** SOURCE RECORDS **
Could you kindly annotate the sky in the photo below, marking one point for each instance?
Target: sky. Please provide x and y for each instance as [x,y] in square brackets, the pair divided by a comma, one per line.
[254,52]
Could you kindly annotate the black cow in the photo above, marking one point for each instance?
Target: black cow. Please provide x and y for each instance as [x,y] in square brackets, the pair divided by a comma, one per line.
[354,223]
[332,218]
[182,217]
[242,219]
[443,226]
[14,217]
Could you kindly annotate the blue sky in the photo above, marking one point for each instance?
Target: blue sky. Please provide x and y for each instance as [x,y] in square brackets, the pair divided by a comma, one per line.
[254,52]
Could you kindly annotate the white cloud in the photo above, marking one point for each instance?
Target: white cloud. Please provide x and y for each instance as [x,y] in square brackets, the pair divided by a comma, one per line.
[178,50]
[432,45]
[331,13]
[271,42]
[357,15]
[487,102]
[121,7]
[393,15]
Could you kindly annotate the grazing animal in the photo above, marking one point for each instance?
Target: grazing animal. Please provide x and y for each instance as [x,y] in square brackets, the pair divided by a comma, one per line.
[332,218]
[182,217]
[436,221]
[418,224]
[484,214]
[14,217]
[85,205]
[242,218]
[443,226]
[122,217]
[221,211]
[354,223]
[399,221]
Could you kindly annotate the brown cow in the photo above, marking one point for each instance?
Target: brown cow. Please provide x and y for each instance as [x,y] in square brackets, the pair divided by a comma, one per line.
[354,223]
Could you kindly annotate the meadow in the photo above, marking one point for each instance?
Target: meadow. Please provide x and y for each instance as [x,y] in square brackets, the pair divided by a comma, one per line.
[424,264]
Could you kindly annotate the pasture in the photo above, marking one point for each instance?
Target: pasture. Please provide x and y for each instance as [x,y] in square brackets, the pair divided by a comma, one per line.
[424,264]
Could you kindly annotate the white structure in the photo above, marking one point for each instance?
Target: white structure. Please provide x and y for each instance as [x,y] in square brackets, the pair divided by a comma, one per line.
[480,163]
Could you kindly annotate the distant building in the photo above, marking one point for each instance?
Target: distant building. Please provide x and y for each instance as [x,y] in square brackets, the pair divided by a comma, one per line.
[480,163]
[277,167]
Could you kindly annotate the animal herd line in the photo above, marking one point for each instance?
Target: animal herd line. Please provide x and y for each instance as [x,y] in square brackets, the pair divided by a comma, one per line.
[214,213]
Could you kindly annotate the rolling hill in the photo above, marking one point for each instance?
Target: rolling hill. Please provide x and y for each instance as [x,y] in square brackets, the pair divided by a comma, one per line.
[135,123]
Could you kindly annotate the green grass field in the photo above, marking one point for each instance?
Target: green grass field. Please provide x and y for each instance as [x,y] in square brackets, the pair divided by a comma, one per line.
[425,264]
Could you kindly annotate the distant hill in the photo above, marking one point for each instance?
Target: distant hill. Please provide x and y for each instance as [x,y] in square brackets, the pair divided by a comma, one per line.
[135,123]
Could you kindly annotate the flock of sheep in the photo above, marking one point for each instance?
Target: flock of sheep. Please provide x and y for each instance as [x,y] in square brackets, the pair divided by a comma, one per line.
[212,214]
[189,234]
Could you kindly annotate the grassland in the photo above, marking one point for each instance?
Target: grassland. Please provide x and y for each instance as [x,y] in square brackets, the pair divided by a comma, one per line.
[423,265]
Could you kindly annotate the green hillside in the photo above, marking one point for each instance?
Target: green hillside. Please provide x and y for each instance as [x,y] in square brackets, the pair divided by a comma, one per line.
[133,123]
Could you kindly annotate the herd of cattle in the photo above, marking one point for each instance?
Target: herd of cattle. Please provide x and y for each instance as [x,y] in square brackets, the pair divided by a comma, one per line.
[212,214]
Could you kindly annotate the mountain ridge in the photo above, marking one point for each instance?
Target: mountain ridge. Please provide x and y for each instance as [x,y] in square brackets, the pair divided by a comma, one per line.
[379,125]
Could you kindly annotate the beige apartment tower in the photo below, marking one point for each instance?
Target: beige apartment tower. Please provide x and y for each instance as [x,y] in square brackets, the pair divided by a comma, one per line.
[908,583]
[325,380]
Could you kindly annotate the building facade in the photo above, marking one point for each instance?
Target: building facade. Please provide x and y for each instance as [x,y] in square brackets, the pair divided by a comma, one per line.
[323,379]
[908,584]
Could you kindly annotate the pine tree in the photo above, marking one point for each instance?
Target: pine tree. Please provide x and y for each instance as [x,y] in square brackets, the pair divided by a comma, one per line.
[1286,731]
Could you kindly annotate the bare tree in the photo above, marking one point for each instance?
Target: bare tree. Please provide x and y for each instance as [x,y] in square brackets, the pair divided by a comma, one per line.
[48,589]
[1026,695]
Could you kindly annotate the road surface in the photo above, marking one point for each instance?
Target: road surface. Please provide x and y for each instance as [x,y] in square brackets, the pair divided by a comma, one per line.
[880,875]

** WHAT THE TASK REQUIRES **
Please output the entries above, every line exactly as it reads.

** FINISHED TASK **
Could you kindly annotate the sky in the photo below, marking one point for each instance?
Target: sky. Please provide x and y for each instance as [x,y] in square brackets, the pair divided by a comma, one per line.
[254,52]
Could you kindly annotate the black cow in the photo above, marking one point for each instance?
Target: black cow. Please provide x and y for each instance as [x,y] in square brackets, the pair divided by a comma, one per line.
[354,223]
[332,218]
[182,217]
[242,219]
[443,226]
[14,217]
Could you kindly annotate the blue sky in the photo above, marking one point for each instance?
Target: blue sky. Please provide x and y for each instance as [x,y] in square brackets, the pair divided by a comma, one per line.
[254,52]
Could you kindly annotate the white cloud in the photo above, marking one point for each instance?
Target: white cloud. Please provide x and y for each instance as [x,y] in square brackets, the pair divided by a comma, one per line.
[178,50]
[432,45]
[331,13]
[271,42]
[357,15]
[487,102]
[121,7]
[393,15]
Could you kindly annotate the grazing animal in the photo above, marking one point for each instance?
Target: grazing animal. Please provide x and y for each instance as [x,y] in square brackets, the pair divided by a comma, one per line.
[332,218]
[182,217]
[436,221]
[418,224]
[484,214]
[14,217]
[85,205]
[242,218]
[443,226]
[122,217]
[221,211]
[354,223]
[399,221]
Could you kindly annotate the brown cow in the photo above, marking one point for each instance?
Target: brown cow. Please provide x and y for each instance as [x,y] in square brackets, the pair divided by a comma, one per line.
[354,223]
Could you kindly annotate the meadow in the photo above, marking one point for each instance?
Target: meadow. Please provide x and y for each instance as [x,y] in square brackets, the pair divided by a comma, one per line.
[424,264]
Could you kindly annotate the pasture in the photo above, marking one point for each instance?
Target: pasture. Please provide x and y for each instance as [x,y] in square brackets, the pair divided by a comma, one per line.
[424,264]
Could you kindly annotate the white structure in the photo above, marking one point for each instance?
Target: white structure. Please provide x and y for each instance as [x,y] in square brackets, the pair divided by a comma, one per line.
[480,163]
Could you kindly annotate the distant building in the photo above, marking one point for each instance?
Target: distant building. Please provide x and y for each instance as [x,y] in square brackets, the pair divided by a comma, one per line.
[480,163]
[277,167]
Could you kindly annotate the animal herd line in the photo above, marking one point for each instance?
Target: animal herd line. Please provide x and y for each instance as [x,y] in square brackets, the pair divided by a comma, one per line.
[214,213]
Could you kindly annotate the rolling hill in the photo above, marking one point for each instance?
Target: rolling hill. Please provide x and y for each instance as [x,y] in square brackets, the pair divided by a comma, one per line.
[135,123]
Could you kindly annotate the green grass field in the photo above, marking one point for each instance?
Target: green grass field. Please provide x and y for each instance as [x,y] in square brackets, the pair divided by a comma, one per line.
[425,264]
Could you kindly annotate the distant hill in the photo above, marking one point for each instance?
Target: distant hill. Please provide x and y for each instance as [x,y] in square brackets, the pair divided by a comma, one per line.
[135,123]
Could you kindly annotate the flock of sheep in the photo above, marking one point for each instance?
Target: flock of sheep. Please provide x and y for each instance as [x,y] in square brackets, the pair divided by a comma, one per line.
[212,214]
[189,234]
Could you kindly annotate the grassland in the photo above, marking one point for each instance?
Target: grassland. Please provide x and y for each instance as [x,y] in square brackets, the pair divided by a comma, one per line.
[423,265]
Could you kindly annotate the green hillside in the photo above, marking one point for each instance?
Target: green hillside. Please provide x and y for each instance as [x,y] in square brackets, the pair divided by a comma, one per line.
[133,123]
Could you kindly annotate the herd of cattle in the photo above, marking one point for each instance?
Target: herd of cattle. Please provide x and y for each instance as [x,y] in square brackets, the pair divided by a comma, one per line.
[212,214]
Could you kindly annotate the mountain ridge in the photo above, marking one point for each instance?
Target: mountain ridge. Please provide x and y for each instance as [x,y] in square brackets, the pair divided by a comma, one per line.
[379,125]
Could you kindly annotate the beige apartment tower in the photo below, marking one point for each instance?
Target: beige apartment tower. Please provide x and y for each instance as [x,y] in square brackets, the pair divided by a comma, one per line.
[908,583]
[325,380]
Could you kindly annotate the building facade in the photo above, marking one point for each instance?
Target: building facade. Please provide x and y for each instance as [x,y] in square brackets, the pair divided by a comma, one per line.
[323,379]
[908,584]
Could you kindly annotate the pine tree in the photo above, marking one point for each instance?
Target: pine tree. Please provide x and y for each instance as [x,y] in square brackets, the pair divided by a comma, one per line.
[1286,731]
Could you kindly annotate the bare tree in the photo above, marking one point for each instance?
Target: bare tree. Please provide x and y for each instance as [x,y] in square brackets, the pair divided by a comma, one per line.
[48,589]
[1026,695]
Could you kindly annotate the road surface in the photo above, marking one point for each instance?
Target: road surface. Please provide x and y for each instance as [x,y] in square brackets, the pair divided by a comma, one per line.
[880,875]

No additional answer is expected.